------ Given passage

ISIS-K Kabul bomb plotters riding tuk-tuk killed by US drone strike

‘Vaporised’ on a tuk-tuk: Two ISIS-K Kabul bomb plotters were killed by US drone strike while riding on the back of a three-wheeled motorbike in northern Afghanistan

  • Two senior ISIS-K operatives who plotted the Kabul airport carnage were killed in an American drone strike
  • Pair were riding a tuk-tuk and died immediately and an associate was injured 
  • Defence chiefs at Pentagon refused to release the names of the dead terrorists

Two senior ISIS-K operatives who plotted the Kabul airport carnage were killed in an American drone strike while riding a tuk-tuk, it has emerged.

The terrorists died immediately – and an associate was injured – in the revenge attack in the remote city of Jalalabad in Nangarhar province near the Pakistan border, the US military said last night.

The men, who were described as ‘planners’, are understood to have been sitting at the back of the moving three-wheeler when they were hit by a missile strike from a MQ-9 Reaper drone.

------------
------ Record excerpts

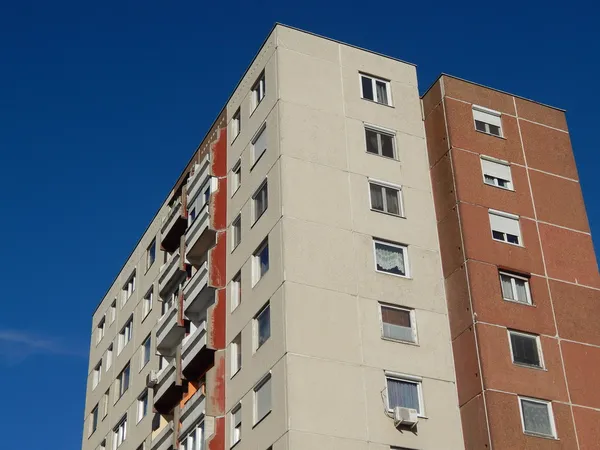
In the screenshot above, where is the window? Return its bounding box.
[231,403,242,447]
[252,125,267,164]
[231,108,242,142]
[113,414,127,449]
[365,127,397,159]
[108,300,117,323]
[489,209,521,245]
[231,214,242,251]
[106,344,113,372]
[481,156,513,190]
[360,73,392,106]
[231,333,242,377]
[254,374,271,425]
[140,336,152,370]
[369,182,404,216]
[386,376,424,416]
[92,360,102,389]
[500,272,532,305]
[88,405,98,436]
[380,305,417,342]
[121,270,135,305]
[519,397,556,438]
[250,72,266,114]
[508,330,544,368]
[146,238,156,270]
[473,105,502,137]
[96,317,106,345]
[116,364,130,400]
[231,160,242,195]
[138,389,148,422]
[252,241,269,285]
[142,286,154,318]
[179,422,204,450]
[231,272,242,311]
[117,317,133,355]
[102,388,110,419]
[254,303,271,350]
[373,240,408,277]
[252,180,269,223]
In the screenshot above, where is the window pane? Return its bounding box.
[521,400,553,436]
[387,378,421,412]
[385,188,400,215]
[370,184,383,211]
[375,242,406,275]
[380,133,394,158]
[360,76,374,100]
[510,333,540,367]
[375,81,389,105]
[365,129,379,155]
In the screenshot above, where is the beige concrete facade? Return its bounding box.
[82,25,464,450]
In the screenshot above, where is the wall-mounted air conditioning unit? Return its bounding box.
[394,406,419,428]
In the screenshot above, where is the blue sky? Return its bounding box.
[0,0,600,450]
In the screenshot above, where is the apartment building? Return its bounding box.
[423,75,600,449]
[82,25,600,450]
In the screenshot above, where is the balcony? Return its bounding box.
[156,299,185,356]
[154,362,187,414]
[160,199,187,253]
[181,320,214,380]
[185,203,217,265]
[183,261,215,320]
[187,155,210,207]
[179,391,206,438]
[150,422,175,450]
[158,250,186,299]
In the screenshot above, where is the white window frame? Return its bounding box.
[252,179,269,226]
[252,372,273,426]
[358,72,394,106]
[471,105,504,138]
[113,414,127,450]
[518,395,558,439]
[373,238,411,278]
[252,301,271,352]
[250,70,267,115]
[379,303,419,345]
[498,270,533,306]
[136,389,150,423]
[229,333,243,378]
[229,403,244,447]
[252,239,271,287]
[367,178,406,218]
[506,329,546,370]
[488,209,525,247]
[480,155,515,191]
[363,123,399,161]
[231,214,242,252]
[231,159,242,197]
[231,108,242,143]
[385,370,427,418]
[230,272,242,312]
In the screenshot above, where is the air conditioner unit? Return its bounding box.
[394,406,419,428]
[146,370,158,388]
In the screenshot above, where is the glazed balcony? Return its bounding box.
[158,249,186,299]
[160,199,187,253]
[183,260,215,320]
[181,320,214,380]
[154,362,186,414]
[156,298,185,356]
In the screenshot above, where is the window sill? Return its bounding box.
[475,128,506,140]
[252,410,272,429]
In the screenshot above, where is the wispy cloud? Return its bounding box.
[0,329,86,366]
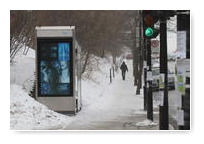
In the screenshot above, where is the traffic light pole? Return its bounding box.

------------
------ Record excerpts

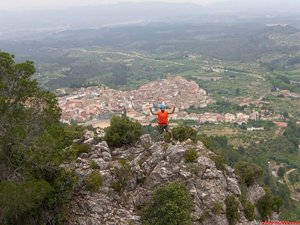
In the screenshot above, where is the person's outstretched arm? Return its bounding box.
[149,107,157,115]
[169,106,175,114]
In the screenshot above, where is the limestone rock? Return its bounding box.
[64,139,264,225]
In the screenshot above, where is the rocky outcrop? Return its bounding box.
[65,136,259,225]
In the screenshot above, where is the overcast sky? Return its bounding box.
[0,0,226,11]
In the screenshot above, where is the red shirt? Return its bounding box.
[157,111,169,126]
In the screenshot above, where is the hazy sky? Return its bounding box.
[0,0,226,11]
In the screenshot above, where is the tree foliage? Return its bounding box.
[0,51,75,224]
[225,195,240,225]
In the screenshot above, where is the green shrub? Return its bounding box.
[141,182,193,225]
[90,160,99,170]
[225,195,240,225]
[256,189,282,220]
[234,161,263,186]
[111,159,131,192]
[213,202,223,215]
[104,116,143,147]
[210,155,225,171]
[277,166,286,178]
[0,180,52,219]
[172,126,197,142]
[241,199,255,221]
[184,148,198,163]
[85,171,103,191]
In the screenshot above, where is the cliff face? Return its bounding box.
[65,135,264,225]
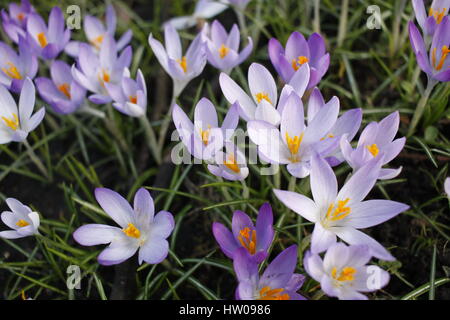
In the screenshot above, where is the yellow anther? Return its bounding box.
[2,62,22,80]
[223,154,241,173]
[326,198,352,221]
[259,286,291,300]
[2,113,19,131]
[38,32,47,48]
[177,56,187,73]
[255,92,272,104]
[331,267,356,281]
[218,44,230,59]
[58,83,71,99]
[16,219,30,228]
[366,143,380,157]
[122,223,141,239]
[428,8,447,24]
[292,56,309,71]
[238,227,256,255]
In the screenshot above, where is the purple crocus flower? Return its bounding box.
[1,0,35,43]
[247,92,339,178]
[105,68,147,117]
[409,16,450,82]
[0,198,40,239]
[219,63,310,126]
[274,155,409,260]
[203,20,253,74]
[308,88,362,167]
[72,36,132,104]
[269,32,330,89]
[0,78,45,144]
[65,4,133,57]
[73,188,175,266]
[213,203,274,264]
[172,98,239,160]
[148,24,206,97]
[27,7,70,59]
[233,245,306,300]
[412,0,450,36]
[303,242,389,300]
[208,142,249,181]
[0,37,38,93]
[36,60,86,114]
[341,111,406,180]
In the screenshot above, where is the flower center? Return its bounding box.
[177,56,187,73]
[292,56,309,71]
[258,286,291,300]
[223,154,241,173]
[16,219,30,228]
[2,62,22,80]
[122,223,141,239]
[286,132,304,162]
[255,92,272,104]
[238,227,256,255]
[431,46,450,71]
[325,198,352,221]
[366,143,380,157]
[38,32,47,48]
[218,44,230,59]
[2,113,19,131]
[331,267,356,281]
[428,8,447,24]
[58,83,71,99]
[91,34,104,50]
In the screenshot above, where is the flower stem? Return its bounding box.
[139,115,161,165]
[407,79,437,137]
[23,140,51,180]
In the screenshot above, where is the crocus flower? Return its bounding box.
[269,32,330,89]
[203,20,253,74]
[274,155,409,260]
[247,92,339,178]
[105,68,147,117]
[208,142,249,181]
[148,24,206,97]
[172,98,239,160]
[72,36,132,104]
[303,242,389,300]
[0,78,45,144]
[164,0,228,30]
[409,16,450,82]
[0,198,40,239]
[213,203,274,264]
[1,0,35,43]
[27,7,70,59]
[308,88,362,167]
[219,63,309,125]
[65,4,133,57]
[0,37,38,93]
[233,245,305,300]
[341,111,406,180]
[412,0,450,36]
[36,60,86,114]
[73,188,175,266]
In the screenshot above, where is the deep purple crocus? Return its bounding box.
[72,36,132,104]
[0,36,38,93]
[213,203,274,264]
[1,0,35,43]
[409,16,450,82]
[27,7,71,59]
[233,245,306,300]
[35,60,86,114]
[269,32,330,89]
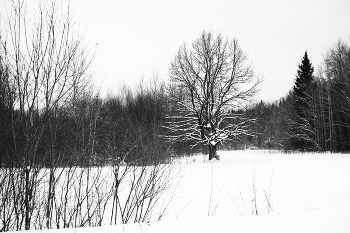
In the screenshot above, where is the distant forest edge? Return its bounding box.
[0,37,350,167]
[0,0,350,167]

------------

### Task details
Continue the news report on the US drone strike that killed two ISIS-K plotters, picking up after its final sentence.

### Written reply
Two senior ISIS-K operatives who plotted the Kabul airport carnage were killed in an American drone strike while riding a tuk-tuk

Defence chiefs at the Pentagon refused to release the names of the dead terrorists, but it is thought they were planning more attacks at the airport, where more than 170 died in a suicide bomb blast last Thursday.

The airport attack was orchestrated by the leadership of the Islamic State in Khorasan Province (ISIS-K), which is the South Asian branch of the Islamic State terror group that declared a caliphate in Syria in June 2014.

According to terrorism experts, ISIS-K is far more brutal than IS in Syria or any of its affiliates. It has targeted maternity wards, schools and vulnerable minority groups in Afghanistan, killing thousands since it was founded in 2015.

Photographs of the burnt-out tuk-tuk emerged on social media last night. It could be seen next to a crater at least 4ft deep.

‘It was a single mission to get these targets. They were ISIS-K planners and facilitators and that’s enough reason there alone. I won’t speak to the details of these individuals and what their specific roles might be,’ Pentagon spokesman John Kirby said last night. 

Residents in Jalalabad said they heard at least three loud bangs at midnight on Saturday and added that others were also hit.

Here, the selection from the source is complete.